#### PAGE EXCERPT:

Collect a large dataset of text that’s representative of the style and content you want to generate.
* Clean the text data (remove unwanted characters, correct spellings), and preprocess it (tokenization, lowercasing, removing stop words if necessary).
Choose a deep neural network architecture to handle sequences for text generation.
* Frame the problem as a sequence modelling task where the model learns to predict the next words in a sequence.
Use your text data to train the model.

# Text Generation Model using Python

In [None]:
import tensorflow as tf
import tensorflow_datasets as tfds
import numpy as np
dataset,info=tfds.load('tiny_shakespeare', with_info=True, as_supervised=False)

#### RAW DATA:
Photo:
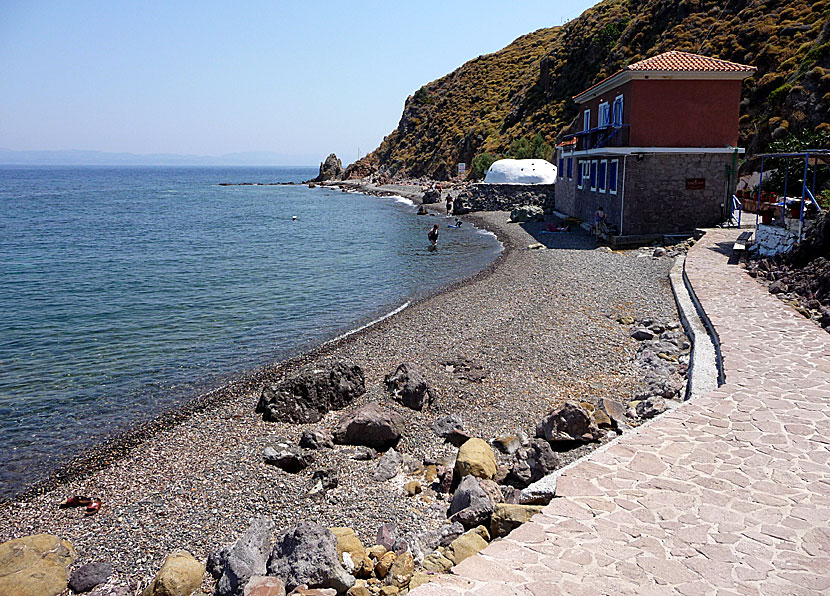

#### TASK SET:
(1) Answer from the text-generation tutorial:
(a) Which preprocessing operations are given as examples?
(b) What is the model meant to learn to predict?
(c) Which dataset does the code load?
(2) Resume the text-generation tutorial right after its last line of code.
The material plays no part in this exercise.

#### REPLIES:
(1)
(a) Tokenization, lowercasing, and removing stop words if necessary.
(b) The next words in a sequence.
(c) 'tiny_shakespeare'

(2)
Downloading and preparing dataset Unknown size (download: Unknown size, generated: 1.06 MiB, total: 1.06 MiB) to /root/tensorflow_datasets/tiny_shakespeare/1.0.0...


Dl Completed...: 0 url [00:00, ? url/s]

Dl Size...: 0 MiB [00:00, ? MiB/s]

Generating splits...:   0%|          | 0/3 [00:00<?, ? splits/s]

Generating train examples...:   0%|          | 0/1 [00:00<?, ? examples/s]

Shuffling /root/tensorflow_datasets/tiny_shakespeare/1.0.0.incompleteLN6V80/tiny_shakespeare-train.tfrecord*..…

Generating validation examples...:   0%|          | 0/1 [00:00<?, ? examples/s]

Shuffling /root/tensorflow_datasets/tiny_shakespeare/1.0.0.incompleteLN6V80/tiny_shakespeare-validation.tfreco…

Generating test examples...:   0%|          | 0/1 [00:00<?, ? examples/s]

Shuffling /root/tensorflow_datasets/tiny_shakespeare/1.0.0.incompleteLN6V80/tiny_shakespeare-test.tfrecord*...…

Dataset tiny_shakespeare downloaded and prepared to /root/tensorflow_datasets/tiny_shakespeare/1.0.0. Subsequent calls will reuse this data.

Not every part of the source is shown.